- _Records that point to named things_
======
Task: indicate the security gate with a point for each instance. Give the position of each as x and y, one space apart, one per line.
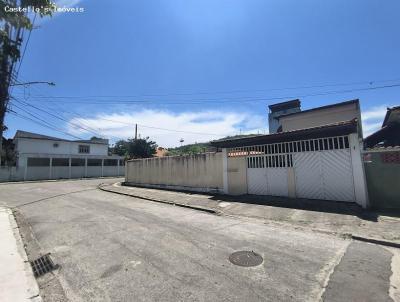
321 167
267 175
324 175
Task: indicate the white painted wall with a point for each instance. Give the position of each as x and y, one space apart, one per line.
44 146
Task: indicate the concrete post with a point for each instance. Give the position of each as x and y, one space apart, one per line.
26 168
360 183
69 167
225 170
51 168
85 166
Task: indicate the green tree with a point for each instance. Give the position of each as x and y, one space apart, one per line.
141 148
13 23
135 148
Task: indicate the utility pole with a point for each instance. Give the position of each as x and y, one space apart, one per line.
135 132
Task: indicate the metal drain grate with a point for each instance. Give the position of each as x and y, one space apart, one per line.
246 258
43 265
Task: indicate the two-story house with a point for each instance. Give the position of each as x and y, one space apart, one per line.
46 157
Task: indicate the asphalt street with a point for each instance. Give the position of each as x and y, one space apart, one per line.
119 248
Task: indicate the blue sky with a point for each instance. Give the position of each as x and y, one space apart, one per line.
208 67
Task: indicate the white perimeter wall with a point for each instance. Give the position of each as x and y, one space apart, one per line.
199 172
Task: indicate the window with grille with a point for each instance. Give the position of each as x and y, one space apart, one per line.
84 149
311 145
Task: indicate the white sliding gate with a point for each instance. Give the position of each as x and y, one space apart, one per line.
324 175
322 168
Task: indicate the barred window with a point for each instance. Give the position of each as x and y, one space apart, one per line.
84 149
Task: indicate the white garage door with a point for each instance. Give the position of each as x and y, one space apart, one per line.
267 175
324 175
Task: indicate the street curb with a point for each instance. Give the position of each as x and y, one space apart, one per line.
342 235
376 241
207 210
55 180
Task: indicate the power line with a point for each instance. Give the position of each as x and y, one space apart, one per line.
227 100
42 124
371 82
55 116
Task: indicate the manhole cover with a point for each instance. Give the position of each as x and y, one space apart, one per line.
42 265
245 258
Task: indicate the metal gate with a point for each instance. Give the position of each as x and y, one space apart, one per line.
267 175
322 168
324 175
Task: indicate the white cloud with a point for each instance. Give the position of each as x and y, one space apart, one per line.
372 119
67 3
198 126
======
- _Your task_
Repeat all of the records above word for word, leaving out the pictures.

- _Complete output_
Task: indicate the security gate with a point for each instance. Give the position of each as x and y, one space apart, one per line.
321 167
267 175
324 175
Task: indicate the white painted wall with a point for each instance. Give the position of each as x and y, one space apart, one per line.
44 146
Task: indicate the concrete post with a point for each instance. Give the position of each as x and y, one space apart, one per line.
26 168
360 183
69 167
225 170
51 168
85 166
Task: indicate the green tree with a point for each instance. Give the position of each as x and y, one space apart, one per line.
141 148
13 23
135 148
Task: indicate the utility pole with a point for each instance. Give the position of each as x and y, one space apart, one per line.
135 132
Task: indicate the metal drain grate with a point for each instance. Give the position of each as x and y, one space apart, one per line.
246 258
43 265
Task: indicate the two-story house with a point for each instance. Give the position of each as x and y, one space apart, one per line.
46 157
Task: indicate the asphalt street with a point for each instance. Give the position of each as x and y, one space apart, one per line.
119 248
Task: indicate the blue sky with a point for each instance. Give the position of each as x and y, one space apart, one per line.
208 67
Task: indicate the white perimeter wall with a point for each instance. Give the position of each as x and y, one space apart, one per line.
199 172
Task: indicate the window with grille with a point for each instance. Give the position of each as x and y, one space apart, one per line.
84 149
311 145
Task: indicate the white sliding gate with a point for each instance. Give the position of each as x and y, one space apart, one per line.
324 175
322 168
Task: indicate the barred window with a point for each instance. Give the position of each as x and y, one space apart, one per line.
84 149
Task: indicate the white garage door with a point for each instance. Give the position of each as x and y, one space apart, one per line.
267 175
324 175
Task: indicate the street curb with a point for each instance. Give the position of each as x and y, one space apart, one per line.
342 235
376 241
207 210
55 180
Task: indicate the power line with a point for each instance. Give the position of each as x and y, one space apart, one per line.
227 100
42 124
371 82
55 116
Task: indicate the manhole cover with a point for each instance. Give the position of each as x and y, one space apart, one per line.
42 265
245 258
Task: indicate the metal gate with a point for each instance. Give the position of each as x and y, one space apart, one per line.
267 175
322 168
324 175
Task: indicate the white cloud with a point for each instance. Give the position of each as x and y, one space apart, one per line.
372 119
67 3
198 126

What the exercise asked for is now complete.